Text segment =>
A machine-age army will cease to function if the uninterrupted flow of supplies stops. Naturally, such a logistical stream requires meticulous coordination, planning, and rigorous organization. Industrial-age armies often fight their battles in the rear, with pen and paper; they fight a paper war. The direct consequence of the modern approach to warfare was that the methods of the office and of the manufacturing works would come to dominate the battlefield. The result is that, since World War I, military commanders are increasingly becoming managers turning warfare into an industrial type of operation.
Planning from above and centralized control are indicators of an approach to warfare frequently referred to as the "scientific method." It establishes specific mathematical norms for the battlefield. Under the scientific system, meticulously set plans scrupulously carried out are regarded as a way to avoid the unavoidable confusion of the battlefield. Operations are performed in phases, so as to allow for the reestablishment of proper order and control at the end of each phase. Measures of control are established, such as assault lines, assembly areas, approach routes, attack positions, axes and routes, boundaries, killing zones, lines of departure, limits of exploitation, etc.

Provided data =>
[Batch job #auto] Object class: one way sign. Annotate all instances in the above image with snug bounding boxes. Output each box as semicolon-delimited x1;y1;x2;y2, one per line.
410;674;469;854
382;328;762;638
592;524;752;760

Requirements =>
a: Answer these from the passage on machine-age warfare, one per line:
(i) What will cause a machine-age army to stop functioning?
(ii) Since what event have military commanders increasingly been becoming managers?
(iii) Under the scientific system, what do phased operations allow for at the end of each phase?
b: From the passage on machine-age warfare, copy word for word the stretch from "A machine-age army" through "type of operation.".

Exercise results =>
a:
(i) The uninterrupted flow of supplies stopping.
(ii) World War I.
(iii) The reestablishment of proper order and control.

b:
A machine-age army will cease to function if the uninterrupted flow of supplies stops. Naturally, such a logistical stream requires meticulous coordination, planning, and rigorous organization. Industrial-age armies often fight their battles in the rear, with pen and paper; they fight a paper war. The direct consequence of the modern approach to warfare was that the methods of the office and of the manufacturing works would come to dominate the battlefield. The result is that, since World War I, military commanders are increasingly becoming managers turning warfare into an industrial type of operation.